> WHAT IS NEEDED
Copy out every line of the listing below verbatim, without any change.

Dataset extracts with box labels
————————

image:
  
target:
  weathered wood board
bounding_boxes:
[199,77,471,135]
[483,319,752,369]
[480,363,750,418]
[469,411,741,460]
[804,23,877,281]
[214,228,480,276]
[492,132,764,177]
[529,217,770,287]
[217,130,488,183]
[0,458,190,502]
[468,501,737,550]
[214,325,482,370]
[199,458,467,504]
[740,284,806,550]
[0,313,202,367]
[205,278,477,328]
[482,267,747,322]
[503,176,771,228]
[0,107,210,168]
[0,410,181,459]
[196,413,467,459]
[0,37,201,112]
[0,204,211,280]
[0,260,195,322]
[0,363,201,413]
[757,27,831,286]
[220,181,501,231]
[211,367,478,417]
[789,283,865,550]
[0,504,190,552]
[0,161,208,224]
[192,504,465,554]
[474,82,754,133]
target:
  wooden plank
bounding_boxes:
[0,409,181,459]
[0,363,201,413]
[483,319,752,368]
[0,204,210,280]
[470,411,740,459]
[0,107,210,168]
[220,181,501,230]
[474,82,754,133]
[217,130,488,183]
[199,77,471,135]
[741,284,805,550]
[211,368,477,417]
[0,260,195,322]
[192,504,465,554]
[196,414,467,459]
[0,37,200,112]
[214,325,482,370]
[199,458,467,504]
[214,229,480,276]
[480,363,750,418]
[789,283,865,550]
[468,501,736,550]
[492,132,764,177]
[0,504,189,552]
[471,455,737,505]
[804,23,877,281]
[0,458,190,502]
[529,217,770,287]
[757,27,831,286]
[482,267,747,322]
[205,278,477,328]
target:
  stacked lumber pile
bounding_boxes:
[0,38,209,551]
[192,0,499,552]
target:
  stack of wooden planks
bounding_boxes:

————————

> RESPONSE TO THIS EXERCISE
image:
  
target:
  weathered wood board
bounding_boxes:
[199,77,471,135]
[483,319,752,369]
[480,363,750,418]
[469,411,741,460]
[804,23,877,281]
[214,228,480,276]
[492,132,764,177]
[529,217,770,287]
[217,130,488,183]
[0,458,190,502]
[468,501,737,550]
[214,325,482,370]
[199,458,467,504]
[740,284,806,550]
[0,313,202,367]
[205,278,477,328]
[482,267,747,322]
[503,176,771,228]
[0,107,210,168]
[0,410,181,459]
[196,413,467,459]
[0,37,201,112]
[0,204,211,280]
[0,260,195,322]
[0,363,201,413]
[757,27,831,286]
[220,181,501,231]
[211,367,478,417]
[789,283,865,550]
[0,504,190,552]
[0,161,208,224]
[192,504,465,554]
[474,82,754,133]
target:
  wooden plank
bounding_boxes:
[0,409,181,459]
[0,363,201,413]
[483,319,752,368]
[0,204,210,280]
[470,411,740,459]
[0,107,210,168]
[220,181,501,230]
[474,82,754,133]
[217,130,488,183]
[199,77,471,135]
[741,284,805,550]
[211,368,477,417]
[0,260,195,322]
[192,504,465,554]
[196,414,467,459]
[0,37,200,112]
[214,325,482,370]
[199,458,467,504]
[214,229,480,276]
[480,363,750,418]
[789,283,865,550]
[468,501,736,550]
[492,132,764,177]
[0,504,189,552]
[471,455,737,505]
[804,23,877,281]
[0,458,190,502]
[529,217,770,287]
[757,27,831,286]
[482,267,747,322]
[205,278,477,328]
target:
  stacked lumber pile
bounding_boxes:
[0,38,209,551]
[192,0,499,552]
target:
  stack of wooden planks
bounding_boxes:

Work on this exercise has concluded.